## DOCUMENT PASSAGE
┌──

Medvedev was right to point out that Russia has accounted for “half the global reductions in emissions over the last 20 years,” but it is still the third largest polluter after the United States and China, so his bundling of a financial incentive with reducing emissions is good news for environmentalists. But even with the goodwill of Russia and the European Union, which pushed hardest for significant cuts, there will be little impact on global climate change if the Copenhagen Accord cannot be turned into a legally binding international agreement to replace the Kyoto protocol, which expires in 2012.
That is meant to happen at a follow-up conference in Bonn six months from now, and here Russia will be able to offer less help. Neither the Russian public nor its government are as concerned about the dangers of climate change as they are about the health of the domestic economy (it doesn’t help that in the Russian climate, the prospect of a two degree temperature increase is anything but threatening, pointed out Kokorin). And the Russian think tank the Institute of Economic Analysis became the darling of climate skeptics everywhere with a report released this week claiming that British researchers had distorted data from Russian meteorological stations.

└──

## RAW RECORDS
┌──

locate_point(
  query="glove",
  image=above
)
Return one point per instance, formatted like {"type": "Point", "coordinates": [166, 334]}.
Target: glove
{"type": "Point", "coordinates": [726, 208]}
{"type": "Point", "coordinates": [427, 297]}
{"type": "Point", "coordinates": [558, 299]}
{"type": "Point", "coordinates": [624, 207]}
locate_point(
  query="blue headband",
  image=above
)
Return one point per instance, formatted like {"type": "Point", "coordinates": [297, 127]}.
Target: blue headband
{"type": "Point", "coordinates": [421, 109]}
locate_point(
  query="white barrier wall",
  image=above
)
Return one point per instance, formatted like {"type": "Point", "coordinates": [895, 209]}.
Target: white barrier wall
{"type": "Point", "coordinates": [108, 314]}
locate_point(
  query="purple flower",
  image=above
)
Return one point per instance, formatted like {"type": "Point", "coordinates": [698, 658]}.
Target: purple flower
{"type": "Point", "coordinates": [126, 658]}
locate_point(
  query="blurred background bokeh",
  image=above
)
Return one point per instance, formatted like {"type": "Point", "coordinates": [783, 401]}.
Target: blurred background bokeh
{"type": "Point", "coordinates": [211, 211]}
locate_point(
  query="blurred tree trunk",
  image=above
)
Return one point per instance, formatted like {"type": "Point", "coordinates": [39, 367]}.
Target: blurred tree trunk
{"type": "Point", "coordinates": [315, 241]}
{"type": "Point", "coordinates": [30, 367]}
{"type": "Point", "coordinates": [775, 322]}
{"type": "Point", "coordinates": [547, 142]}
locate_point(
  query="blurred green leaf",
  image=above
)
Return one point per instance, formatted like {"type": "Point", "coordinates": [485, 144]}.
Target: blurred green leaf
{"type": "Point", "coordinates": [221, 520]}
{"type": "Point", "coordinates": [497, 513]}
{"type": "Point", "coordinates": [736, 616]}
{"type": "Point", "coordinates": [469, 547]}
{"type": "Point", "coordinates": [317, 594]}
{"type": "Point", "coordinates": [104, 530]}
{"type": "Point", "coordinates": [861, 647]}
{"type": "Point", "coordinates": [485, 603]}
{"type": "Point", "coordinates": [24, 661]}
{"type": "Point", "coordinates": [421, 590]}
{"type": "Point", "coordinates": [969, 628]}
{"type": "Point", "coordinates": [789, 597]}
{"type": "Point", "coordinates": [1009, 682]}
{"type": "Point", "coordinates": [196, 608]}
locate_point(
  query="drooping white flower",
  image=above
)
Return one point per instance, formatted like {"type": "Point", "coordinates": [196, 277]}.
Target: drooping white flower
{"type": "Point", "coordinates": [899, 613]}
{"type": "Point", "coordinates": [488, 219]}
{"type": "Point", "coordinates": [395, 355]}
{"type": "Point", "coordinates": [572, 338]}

└──

## DESCRIPTION OF THE TASK
Reproduce the passage on Russia and the Copenhagen Accord in full, word for word.

## WRITTEN RESPONSE
Medvedev was right to point out that Russia has accounted for “half the global reductions in emissions over the last 20 years,” but it is still the third largest polluter after the United States and China, so his bundling of a financial incentive with reducing emissions is good news for environmentalists. But even with the goodwill of Russia and the European Union, which pushed hardest for significant cuts, there will be little impact on global climate change if the Copenhagen Accord cannot be turned into a legally binding international agreement to replace the Kyoto protocol, which expires in 2012.
That is meant to happen at a follow-up conference in Bonn six months from now, and here Russia will be able to offer less help. Neither the Russian public nor its government are as concerned about the dangers of climate change as they are about the health of the domestic economy (it doesn’t help that in the Russian climate, the prospect of a two degree temperature increase is anything but threatening, pointed out Kokorin). And the Russian think tank the Institute of Economic Analysis became the darling of climate skeptics everywhere with a report released this week claiming that British researchers had distorted data from Russian meteorological stations.